--- Data for analysis Enclosed Below ---

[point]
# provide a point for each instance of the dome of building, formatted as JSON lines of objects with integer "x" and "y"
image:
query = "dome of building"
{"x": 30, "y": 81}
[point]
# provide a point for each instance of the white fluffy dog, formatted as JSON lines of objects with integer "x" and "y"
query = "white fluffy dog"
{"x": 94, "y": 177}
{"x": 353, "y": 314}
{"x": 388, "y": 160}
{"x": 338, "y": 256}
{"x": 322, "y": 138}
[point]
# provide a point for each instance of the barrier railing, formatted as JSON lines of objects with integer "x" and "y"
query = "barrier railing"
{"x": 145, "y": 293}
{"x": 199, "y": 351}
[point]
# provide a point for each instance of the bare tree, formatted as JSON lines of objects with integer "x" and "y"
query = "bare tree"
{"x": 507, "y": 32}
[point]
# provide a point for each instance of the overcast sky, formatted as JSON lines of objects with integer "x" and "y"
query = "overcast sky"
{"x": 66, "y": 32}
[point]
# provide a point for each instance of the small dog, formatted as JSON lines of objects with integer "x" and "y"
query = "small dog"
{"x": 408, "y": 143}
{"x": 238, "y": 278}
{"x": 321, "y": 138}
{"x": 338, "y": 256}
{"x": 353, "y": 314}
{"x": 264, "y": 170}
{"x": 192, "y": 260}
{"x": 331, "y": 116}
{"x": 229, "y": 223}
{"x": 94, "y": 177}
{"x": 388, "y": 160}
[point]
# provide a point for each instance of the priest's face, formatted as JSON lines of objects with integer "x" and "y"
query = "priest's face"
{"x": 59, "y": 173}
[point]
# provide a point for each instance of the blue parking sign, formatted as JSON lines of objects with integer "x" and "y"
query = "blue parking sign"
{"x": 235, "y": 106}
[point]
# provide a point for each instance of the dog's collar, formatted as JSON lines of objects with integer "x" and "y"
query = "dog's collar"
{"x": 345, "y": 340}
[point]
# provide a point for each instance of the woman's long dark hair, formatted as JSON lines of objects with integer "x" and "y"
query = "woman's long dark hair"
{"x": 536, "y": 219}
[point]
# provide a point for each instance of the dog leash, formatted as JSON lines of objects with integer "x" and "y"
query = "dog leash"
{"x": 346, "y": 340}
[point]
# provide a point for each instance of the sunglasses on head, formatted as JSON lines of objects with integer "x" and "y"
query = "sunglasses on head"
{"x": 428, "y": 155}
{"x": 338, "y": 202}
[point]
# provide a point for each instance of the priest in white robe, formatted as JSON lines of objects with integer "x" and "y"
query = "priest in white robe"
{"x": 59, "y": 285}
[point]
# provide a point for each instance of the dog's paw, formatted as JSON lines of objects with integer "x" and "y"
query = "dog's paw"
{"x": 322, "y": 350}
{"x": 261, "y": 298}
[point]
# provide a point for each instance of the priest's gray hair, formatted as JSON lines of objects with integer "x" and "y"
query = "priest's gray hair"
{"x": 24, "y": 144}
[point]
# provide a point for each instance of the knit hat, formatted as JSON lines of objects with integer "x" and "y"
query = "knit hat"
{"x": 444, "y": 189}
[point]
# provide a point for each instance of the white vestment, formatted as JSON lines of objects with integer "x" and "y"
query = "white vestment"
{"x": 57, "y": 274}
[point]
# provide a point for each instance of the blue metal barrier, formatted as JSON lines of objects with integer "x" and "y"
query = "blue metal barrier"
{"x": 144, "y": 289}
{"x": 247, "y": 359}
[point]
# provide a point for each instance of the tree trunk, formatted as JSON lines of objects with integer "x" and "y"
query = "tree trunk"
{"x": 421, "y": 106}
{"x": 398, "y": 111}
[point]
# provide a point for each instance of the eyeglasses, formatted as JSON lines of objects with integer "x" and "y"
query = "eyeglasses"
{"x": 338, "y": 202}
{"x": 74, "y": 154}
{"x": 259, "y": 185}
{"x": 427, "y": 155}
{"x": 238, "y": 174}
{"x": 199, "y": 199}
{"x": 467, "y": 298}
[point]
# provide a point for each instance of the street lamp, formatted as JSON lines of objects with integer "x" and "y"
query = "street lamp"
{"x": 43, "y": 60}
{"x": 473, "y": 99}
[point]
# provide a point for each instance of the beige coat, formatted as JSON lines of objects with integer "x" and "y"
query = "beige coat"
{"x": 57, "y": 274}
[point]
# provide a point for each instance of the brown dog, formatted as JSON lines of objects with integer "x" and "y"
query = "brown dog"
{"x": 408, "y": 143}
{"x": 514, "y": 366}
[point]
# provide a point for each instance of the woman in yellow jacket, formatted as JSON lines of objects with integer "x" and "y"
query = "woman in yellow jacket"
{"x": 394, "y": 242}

--- End of Enclosed Data for analysis ---

Return, exactly, the lines from the first line of the records above to the line containing "# provide a point for each instance of the white fluffy", both included.

Problem solution.
[point]
# provide a point for each instance of the dome of building, formatted as JSON lines of objects with integer "x" and "y"
image:
query = "dome of building"
{"x": 30, "y": 81}
[point]
# provide a point for each instance of the white fluffy dog, formatted as JSON lines of objects with integer "x" and "y"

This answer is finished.